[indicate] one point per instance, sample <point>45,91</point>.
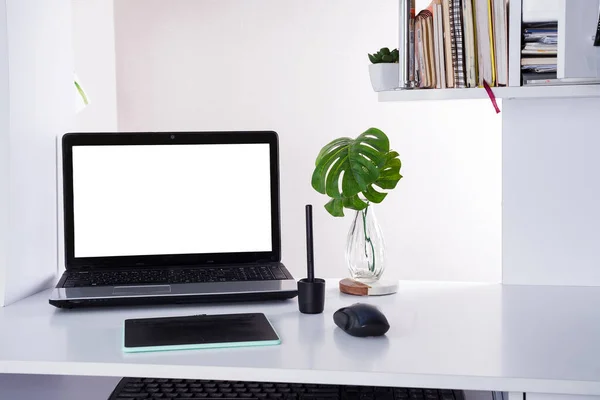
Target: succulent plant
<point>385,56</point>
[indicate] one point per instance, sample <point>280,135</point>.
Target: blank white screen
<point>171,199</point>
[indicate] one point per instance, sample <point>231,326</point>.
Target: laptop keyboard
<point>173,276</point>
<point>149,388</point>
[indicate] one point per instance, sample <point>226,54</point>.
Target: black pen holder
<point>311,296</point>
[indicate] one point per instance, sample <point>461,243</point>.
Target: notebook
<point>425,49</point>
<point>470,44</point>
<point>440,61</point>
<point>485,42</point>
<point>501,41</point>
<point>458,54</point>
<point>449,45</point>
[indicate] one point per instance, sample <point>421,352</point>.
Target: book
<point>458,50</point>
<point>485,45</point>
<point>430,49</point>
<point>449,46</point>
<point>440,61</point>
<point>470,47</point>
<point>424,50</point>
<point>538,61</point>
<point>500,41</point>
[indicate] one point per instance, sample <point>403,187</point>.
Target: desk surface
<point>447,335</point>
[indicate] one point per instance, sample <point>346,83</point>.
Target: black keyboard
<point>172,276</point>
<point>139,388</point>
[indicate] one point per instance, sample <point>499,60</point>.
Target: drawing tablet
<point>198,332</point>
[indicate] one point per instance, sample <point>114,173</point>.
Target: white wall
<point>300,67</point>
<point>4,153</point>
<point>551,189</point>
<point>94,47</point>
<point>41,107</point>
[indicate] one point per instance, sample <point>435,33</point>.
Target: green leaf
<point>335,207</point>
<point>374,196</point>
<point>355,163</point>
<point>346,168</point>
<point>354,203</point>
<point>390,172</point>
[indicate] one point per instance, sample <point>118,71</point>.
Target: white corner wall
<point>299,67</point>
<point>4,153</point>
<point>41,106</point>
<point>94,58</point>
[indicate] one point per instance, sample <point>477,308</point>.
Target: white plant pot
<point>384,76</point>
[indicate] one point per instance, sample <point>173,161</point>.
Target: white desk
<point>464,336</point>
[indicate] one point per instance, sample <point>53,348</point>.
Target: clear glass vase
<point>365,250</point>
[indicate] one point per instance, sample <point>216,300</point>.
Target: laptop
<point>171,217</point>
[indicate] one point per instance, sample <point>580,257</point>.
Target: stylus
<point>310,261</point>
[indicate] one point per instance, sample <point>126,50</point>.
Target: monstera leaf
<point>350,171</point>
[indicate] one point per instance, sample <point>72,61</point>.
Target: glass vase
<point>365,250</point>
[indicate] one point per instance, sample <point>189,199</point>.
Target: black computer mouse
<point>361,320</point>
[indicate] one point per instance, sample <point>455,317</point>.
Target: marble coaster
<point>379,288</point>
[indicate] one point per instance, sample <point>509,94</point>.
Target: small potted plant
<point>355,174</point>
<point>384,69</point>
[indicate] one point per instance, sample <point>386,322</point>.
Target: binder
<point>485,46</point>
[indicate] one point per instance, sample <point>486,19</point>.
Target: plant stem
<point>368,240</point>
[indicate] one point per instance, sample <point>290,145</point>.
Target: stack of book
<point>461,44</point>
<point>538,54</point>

Instructions for the task ▸
Can you output every line of the entries above as a JSON list of strings, one string per line, with blank lines skipped and the pictures left out?

Response ▸
[
  "[indicate] one point per instance, sample <point>45,91</point>.",
  "Target: succulent plant",
  "<point>385,56</point>",
  "[indicate] one point per instance, sample <point>280,135</point>.",
  "Target: blank white screen",
  "<point>171,199</point>",
  "[indicate] one point per instance, sample <point>231,326</point>.",
  "Target: laptop keyboard",
  "<point>173,276</point>",
  "<point>149,388</point>",
  "[indicate] one point per instance, sample <point>226,54</point>.",
  "Target: black pen holder",
  "<point>311,296</point>",
  "[indicate] one point per instance, sample <point>461,243</point>.",
  "Target: notebook",
  "<point>425,49</point>",
  "<point>470,44</point>",
  "<point>440,61</point>",
  "<point>485,42</point>",
  "<point>501,41</point>",
  "<point>458,54</point>",
  "<point>449,45</point>",
  "[indicate] one point per instance, sample <point>421,352</point>.",
  "Target: book",
  "<point>458,50</point>",
  "<point>485,45</point>",
  "<point>430,49</point>",
  "<point>449,46</point>",
  "<point>440,61</point>",
  "<point>470,47</point>",
  "<point>424,50</point>",
  "<point>538,61</point>",
  "<point>500,41</point>",
  "[indicate] one point per instance, sample <point>403,187</point>.",
  "Target: desk surface",
  "<point>447,335</point>",
  "[indicate] one point per instance, sample <point>346,83</point>.",
  "Target: black keyboard",
  "<point>172,276</point>",
  "<point>139,388</point>",
  "[indicate] one point per instance, sample <point>499,60</point>.",
  "Target: drawing tablet",
  "<point>198,332</point>",
  "[indicate] one point per instance, sample <point>114,173</point>.",
  "Target: white wall",
  "<point>300,67</point>",
  "<point>4,153</point>",
  "<point>551,189</point>",
  "<point>94,47</point>",
  "<point>41,107</point>",
  "[indicate] one point per instance, sample <point>435,33</point>.",
  "Target: green leaf",
  "<point>335,207</point>",
  "<point>374,196</point>",
  "<point>355,163</point>",
  "<point>346,168</point>",
  "<point>354,203</point>",
  "<point>390,172</point>",
  "[indicate] one point per instance, sample <point>118,71</point>.",
  "Target: white corner wall",
  "<point>299,67</point>",
  "<point>4,153</point>",
  "<point>41,106</point>",
  "<point>94,58</point>",
  "[indicate] one point per instance, sample <point>477,308</point>.",
  "Target: white plant pot",
  "<point>384,76</point>",
  "[indicate] one point per instance, sample <point>173,161</point>.",
  "Target: white desk",
  "<point>464,336</point>",
  "[indicate] one point per instance, sample <point>53,348</point>.",
  "Target: clear glass vase",
  "<point>365,250</point>",
  "[indicate] one point per instance, sample <point>216,300</point>.",
  "Target: laptop",
  "<point>171,217</point>",
  "[indicate] one point per instance, sample <point>580,257</point>.",
  "Target: stylus",
  "<point>310,261</point>",
  "[indicate] one point per instance, sample <point>126,50</point>.",
  "Target: monstera leaf",
  "<point>350,171</point>",
  "[indicate] one point per instance, sample <point>72,61</point>.",
  "Target: glass vase",
  "<point>365,250</point>",
  "[indicate] one point per instance, sample <point>189,199</point>.",
  "Target: black computer mouse",
  "<point>361,320</point>",
  "[indicate] one point per instance, sample <point>455,317</point>.",
  "Target: marble coaster",
  "<point>379,288</point>",
  "[indicate] one point per instance, sample <point>509,94</point>.",
  "Target: small potted plant",
  "<point>355,174</point>",
  "<point>384,69</point>",
  "[indicate] one point per instance, sample <point>386,322</point>.",
  "Target: binder",
  "<point>485,46</point>",
  "[indicate] one point per instance, sample <point>486,19</point>.",
  "Target: plant stem",
  "<point>368,240</point>",
  "[indicate] one point per instance, sample <point>290,145</point>.",
  "Target: stack of book",
  "<point>461,44</point>",
  "<point>538,54</point>"
]